Problem to work on: Copy out the passage about turning protest energy into political change word for word, keeping every paragraph break in place.

Reading passage:
There’s a long way between a march and the polls, especially since most protests tend to happen in the wake of an electoral defeat. Channeling that energy into actual results takes two things: a coalition bigger than the protest and smart tactics. Ultimately, there’s not much revolutionary about either formula. They require doing the kind of long legwork that has characterized politics since Athens first pulled together its citizen councils.

In fact, someone who really wanted to could probably make a checklist.

Step One: Articulate a goal.

A protest, on its own, is an expression of passion. It can assemble a coalition of citizens who share little more than a need to shout, and since the goal is to make a lot of noise they don’t need to actually agree on much more.

Making change is harder. It takes long-term commitment and is best achieved under a specific, coherent banner. Instead of the mess of left, far left and far, far left ideologies that Occupy failed to unite, the best movements focus on one goal. This allows members to understand the shared project and can keep people from flying apart over unrelated disagreements.

“If you want equality based on gender then you probably need to organize based on that issue,” said Heaney, “and you need to find a way to organize with people who might disagree with you on other things.

“Because I bet you that there are some conservative women who don’t like to be sexually harassed, and I bet you that there are some conservative women who would like to be paid what they’re owed, even if they don’t agree with abortion. So can you bring those groups of women into your movement? Can you even try?”

Step Two: Build local communities. Have regular meetings. Serve cake.

Movements that fizzle rarely plan long term, a failing particularly common on the left. The catharsis offered by protesting simply isn’t enough when it comes time to make a change. In fact, as researchers from Stanford and the University of Toronto found, many of the tactics that get the most publicity on the streets actually reduce public support among voters at large. 

To actually have an effect, a group needs to become a part of its members’ daily lives. Organizers need to hold local meetings, collect email addresses and build a social connection over coffee and semi-stale doughnuts.

Rows:
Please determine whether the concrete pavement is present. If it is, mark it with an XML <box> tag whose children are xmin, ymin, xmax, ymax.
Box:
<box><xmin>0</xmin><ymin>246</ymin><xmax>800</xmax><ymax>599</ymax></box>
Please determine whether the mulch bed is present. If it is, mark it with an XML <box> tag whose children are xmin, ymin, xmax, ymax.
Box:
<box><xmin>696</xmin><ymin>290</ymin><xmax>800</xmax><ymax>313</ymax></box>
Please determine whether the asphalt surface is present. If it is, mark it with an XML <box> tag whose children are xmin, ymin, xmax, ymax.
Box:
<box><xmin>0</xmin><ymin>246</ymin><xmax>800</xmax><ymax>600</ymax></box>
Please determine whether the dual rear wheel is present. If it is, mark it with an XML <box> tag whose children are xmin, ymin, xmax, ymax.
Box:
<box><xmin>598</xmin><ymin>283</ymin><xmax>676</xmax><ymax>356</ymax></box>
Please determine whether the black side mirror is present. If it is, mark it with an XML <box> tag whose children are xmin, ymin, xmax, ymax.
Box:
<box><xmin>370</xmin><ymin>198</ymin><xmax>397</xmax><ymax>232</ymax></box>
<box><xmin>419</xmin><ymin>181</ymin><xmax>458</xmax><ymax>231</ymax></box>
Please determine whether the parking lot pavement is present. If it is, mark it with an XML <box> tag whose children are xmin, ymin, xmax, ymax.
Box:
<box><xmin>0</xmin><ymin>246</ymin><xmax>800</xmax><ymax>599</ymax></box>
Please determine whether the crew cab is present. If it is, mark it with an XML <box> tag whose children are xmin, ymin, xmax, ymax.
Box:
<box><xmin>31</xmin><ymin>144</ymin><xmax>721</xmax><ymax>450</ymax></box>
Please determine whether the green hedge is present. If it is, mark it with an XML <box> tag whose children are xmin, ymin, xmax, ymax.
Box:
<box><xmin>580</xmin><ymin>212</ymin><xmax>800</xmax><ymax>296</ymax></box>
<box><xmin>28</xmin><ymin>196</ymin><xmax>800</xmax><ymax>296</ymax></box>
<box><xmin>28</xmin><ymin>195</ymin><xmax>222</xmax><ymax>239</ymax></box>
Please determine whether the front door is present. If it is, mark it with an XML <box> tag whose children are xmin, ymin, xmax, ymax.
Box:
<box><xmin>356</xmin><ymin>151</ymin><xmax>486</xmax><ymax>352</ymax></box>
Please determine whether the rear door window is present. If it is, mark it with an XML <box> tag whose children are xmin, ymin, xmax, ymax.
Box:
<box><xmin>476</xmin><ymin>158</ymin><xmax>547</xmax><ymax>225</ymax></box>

Exercise solution:
There’s a long way between a march and the polls, especially since most protests tend to happen in the wake of an electoral defeat. Channeling that energy into actual results takes two things: a coalition bigger than the protest and smart tactics. Ultimately, there’s not much revolutionary about either formula. They require doing the kind of long legwork that has characterized politics since Athens first pulled together its citizen councils.

In fact, someone who really wanted to could probably make a checklist.

Step One: Articulate a goal.

A protest, on its own, is an expression of passion. It can assemble a coalition of citizens who share little more than a need to shout, and since the goal is to make a lot of noise they don’t need to actually agree on much more.

Making change is harder. It takes long-term commitment and is best achieved under a specific, coherent banner. Instead of the mess of left, far left and far, far left ideologies that Occupy failed to unite, the best movements focus on one goal. This allows members to understand the shared project and can keep people from flying apart over unrelated disagreements.

“If you want equality based on gender then you probably need to organize based on that issue,” said Heaney, “and you need to find a way to organize with people who might disagree with you on other things.

“Because I bet you that there are some conservative women who don’t like to be sexually harassed, and I bet you that there are some conservative women who would like to be paid what they’re owed, even if they don’t agree with abortion. So can you bring those groups of women into your movement? Can you even try?”

Step Two: Build local communities. Have regular meetings. Serve cake.

Movements that fizzle rarely plan long term, a failing particularly common on the left. The catharsis offered by protesting simply isn’t enough when it comes time to make a change. In fact, as researchers from Stanford and the University of Toronto found, many of the tactics that get the most publicity on the streets actually reduce public support among voters at large. 

To actually have an effect, a group needs to become a part of its members’ daily lives. Organizers need to hold local meetings, collect email addresses and build a social connection over coffee and semi-stale doughnuts.